Exercise materials –
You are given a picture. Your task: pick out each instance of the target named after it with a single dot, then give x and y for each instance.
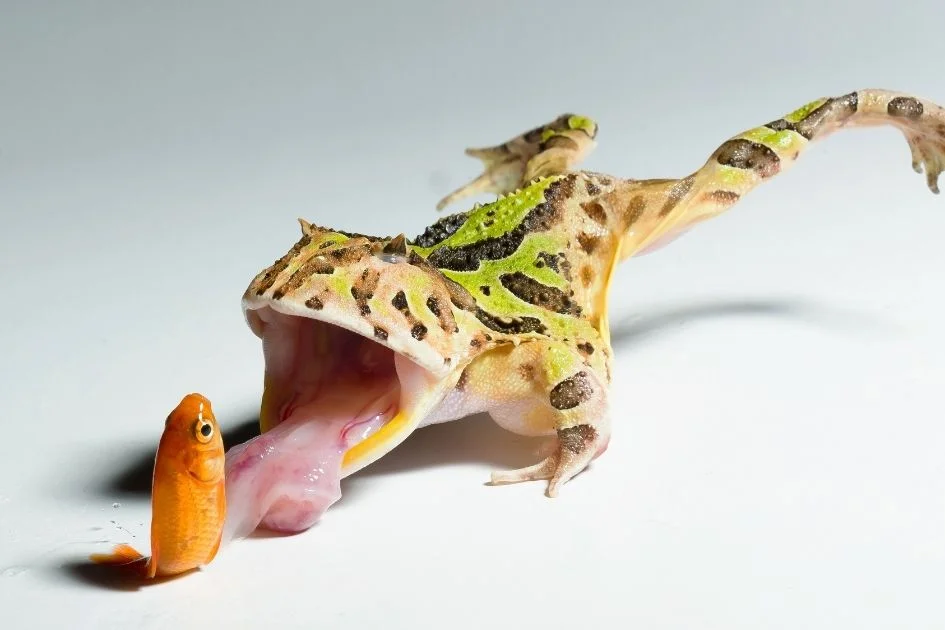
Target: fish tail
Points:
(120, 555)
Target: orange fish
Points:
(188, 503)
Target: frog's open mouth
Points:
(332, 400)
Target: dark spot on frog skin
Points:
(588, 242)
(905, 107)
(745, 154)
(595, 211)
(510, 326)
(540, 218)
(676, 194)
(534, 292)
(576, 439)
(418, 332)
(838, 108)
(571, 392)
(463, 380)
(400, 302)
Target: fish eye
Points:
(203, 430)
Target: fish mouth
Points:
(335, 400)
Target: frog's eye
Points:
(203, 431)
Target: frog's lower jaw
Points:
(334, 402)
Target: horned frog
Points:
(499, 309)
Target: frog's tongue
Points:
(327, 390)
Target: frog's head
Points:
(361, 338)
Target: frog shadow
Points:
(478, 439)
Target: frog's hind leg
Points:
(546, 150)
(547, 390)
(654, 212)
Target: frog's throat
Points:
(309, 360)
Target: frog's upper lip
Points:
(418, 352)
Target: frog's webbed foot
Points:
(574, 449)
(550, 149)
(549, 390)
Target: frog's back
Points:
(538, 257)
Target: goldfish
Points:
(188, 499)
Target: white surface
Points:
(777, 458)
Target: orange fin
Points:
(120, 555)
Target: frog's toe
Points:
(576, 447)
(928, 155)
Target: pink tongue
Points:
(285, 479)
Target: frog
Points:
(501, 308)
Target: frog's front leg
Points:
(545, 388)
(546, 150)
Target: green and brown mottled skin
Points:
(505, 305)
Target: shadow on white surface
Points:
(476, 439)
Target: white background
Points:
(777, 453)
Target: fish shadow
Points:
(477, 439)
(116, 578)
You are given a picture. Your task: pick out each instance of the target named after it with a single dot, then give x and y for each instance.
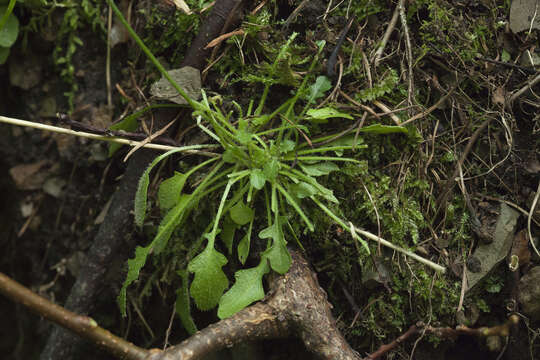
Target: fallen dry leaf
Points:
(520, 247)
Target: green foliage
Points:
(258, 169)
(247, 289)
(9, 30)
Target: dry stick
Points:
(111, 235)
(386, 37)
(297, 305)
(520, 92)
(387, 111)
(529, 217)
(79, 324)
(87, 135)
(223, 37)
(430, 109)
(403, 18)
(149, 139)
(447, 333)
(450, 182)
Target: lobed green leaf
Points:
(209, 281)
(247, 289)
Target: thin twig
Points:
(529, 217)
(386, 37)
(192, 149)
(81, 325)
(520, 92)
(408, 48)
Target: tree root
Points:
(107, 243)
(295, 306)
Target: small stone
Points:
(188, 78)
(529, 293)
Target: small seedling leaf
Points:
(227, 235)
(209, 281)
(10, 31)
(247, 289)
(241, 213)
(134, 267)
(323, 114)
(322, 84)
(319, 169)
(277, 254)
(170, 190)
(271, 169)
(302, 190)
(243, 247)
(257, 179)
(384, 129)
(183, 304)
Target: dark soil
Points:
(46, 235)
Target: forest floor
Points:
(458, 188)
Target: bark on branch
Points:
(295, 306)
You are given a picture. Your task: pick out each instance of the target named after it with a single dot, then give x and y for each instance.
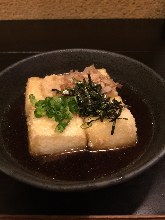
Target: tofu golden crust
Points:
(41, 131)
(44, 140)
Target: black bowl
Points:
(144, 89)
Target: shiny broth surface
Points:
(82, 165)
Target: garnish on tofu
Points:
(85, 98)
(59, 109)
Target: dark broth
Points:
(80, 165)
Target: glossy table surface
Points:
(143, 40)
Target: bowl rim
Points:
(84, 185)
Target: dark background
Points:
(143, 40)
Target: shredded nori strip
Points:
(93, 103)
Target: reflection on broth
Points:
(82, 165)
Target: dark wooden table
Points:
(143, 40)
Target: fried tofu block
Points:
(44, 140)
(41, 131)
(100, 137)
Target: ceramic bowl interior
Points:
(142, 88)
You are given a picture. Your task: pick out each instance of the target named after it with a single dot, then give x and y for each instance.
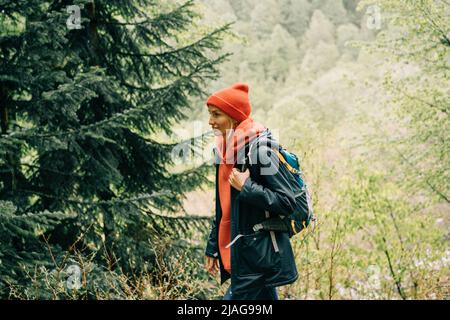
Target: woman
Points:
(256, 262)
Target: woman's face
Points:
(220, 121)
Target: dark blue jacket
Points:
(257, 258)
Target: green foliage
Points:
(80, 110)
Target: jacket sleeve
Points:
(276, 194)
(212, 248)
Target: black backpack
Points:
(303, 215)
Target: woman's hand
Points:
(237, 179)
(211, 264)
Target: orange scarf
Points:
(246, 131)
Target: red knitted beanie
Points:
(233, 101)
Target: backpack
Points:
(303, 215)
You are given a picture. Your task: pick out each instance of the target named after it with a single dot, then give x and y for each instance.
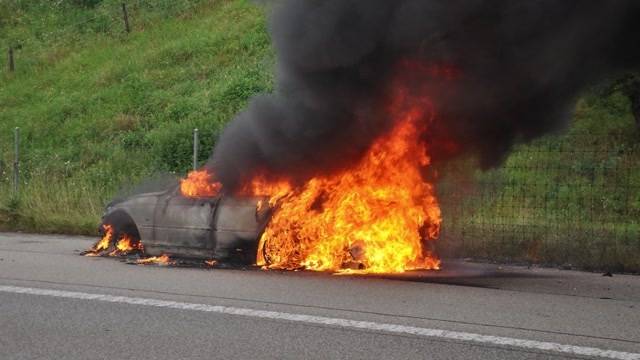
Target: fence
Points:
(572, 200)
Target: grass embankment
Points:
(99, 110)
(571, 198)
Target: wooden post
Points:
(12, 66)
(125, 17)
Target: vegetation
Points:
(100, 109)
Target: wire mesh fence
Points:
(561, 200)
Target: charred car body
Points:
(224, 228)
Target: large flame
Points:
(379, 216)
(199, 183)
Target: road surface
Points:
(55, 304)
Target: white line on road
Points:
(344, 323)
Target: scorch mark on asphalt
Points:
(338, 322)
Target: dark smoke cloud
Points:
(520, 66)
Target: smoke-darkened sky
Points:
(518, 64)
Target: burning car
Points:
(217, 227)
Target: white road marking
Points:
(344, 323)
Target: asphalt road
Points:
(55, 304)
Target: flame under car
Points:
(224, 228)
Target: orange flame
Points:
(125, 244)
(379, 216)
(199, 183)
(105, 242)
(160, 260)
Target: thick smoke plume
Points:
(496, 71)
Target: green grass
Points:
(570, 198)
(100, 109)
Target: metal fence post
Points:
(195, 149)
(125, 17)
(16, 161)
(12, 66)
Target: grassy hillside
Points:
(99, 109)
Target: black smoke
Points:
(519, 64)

...

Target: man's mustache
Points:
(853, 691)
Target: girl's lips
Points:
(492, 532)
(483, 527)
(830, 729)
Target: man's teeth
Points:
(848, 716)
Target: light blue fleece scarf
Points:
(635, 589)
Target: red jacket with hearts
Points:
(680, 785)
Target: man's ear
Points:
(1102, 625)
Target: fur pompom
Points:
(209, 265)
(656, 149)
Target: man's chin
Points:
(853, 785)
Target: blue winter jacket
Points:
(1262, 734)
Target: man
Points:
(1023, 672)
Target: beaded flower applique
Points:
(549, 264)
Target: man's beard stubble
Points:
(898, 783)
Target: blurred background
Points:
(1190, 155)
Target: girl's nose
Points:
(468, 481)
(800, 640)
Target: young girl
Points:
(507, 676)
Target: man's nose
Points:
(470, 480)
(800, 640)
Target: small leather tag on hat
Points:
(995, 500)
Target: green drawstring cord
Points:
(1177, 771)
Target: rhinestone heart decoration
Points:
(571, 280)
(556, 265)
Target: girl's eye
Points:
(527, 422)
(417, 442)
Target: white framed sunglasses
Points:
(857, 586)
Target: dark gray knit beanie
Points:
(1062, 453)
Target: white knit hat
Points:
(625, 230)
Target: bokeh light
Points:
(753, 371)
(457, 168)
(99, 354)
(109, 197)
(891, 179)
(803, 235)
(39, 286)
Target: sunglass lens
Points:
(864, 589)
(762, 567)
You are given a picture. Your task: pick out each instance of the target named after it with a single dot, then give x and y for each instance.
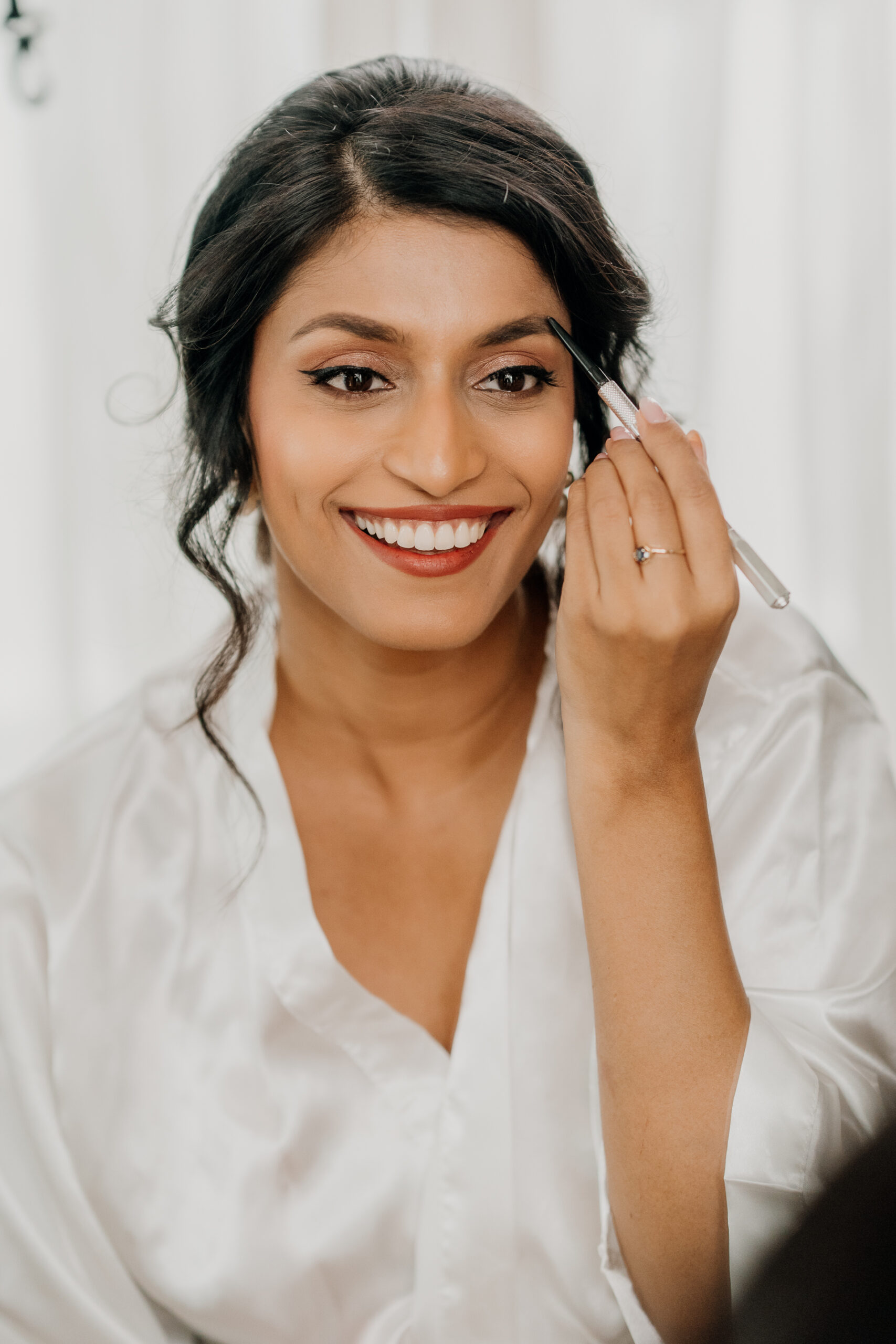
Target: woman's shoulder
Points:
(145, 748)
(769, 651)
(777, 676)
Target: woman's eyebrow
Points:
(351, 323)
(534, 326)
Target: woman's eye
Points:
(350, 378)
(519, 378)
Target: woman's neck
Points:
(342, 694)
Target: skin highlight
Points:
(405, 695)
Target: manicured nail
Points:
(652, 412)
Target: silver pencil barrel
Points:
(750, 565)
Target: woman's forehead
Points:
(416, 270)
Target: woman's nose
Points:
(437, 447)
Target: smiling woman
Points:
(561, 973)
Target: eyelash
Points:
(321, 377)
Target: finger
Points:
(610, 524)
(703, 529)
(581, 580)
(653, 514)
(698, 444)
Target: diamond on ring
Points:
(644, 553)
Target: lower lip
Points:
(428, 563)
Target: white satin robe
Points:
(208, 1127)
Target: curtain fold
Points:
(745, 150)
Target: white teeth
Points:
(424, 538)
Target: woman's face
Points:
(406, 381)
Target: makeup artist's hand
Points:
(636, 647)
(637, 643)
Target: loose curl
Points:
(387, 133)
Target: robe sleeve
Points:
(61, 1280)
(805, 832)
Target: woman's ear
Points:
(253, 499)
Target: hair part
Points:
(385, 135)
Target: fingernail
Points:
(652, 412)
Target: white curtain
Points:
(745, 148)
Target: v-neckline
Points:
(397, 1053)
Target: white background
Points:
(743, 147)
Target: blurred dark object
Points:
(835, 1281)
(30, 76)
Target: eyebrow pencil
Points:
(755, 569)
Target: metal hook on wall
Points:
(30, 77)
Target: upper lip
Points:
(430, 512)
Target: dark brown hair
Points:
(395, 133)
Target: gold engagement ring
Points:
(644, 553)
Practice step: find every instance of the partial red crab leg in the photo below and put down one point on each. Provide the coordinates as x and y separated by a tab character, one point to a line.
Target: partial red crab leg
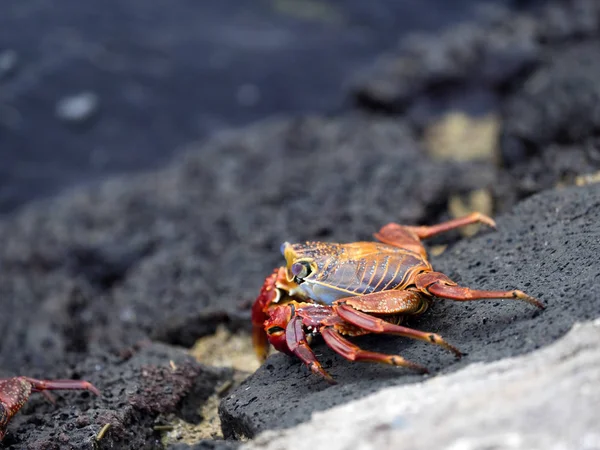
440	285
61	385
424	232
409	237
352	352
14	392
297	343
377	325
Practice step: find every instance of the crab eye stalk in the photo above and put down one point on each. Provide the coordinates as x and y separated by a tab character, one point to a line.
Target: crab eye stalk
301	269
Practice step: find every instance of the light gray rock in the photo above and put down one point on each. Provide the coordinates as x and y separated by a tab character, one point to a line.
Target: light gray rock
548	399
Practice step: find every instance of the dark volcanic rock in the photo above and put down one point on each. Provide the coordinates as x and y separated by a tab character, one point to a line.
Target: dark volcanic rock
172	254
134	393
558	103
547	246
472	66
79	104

What you will do – Which lines of the records above contain the string "background"? Pull out each of them, treating uppercase and lowercase letters as different.

Result of the task –
Target: white background
Target: dark background
Target: blurred background
Target: white background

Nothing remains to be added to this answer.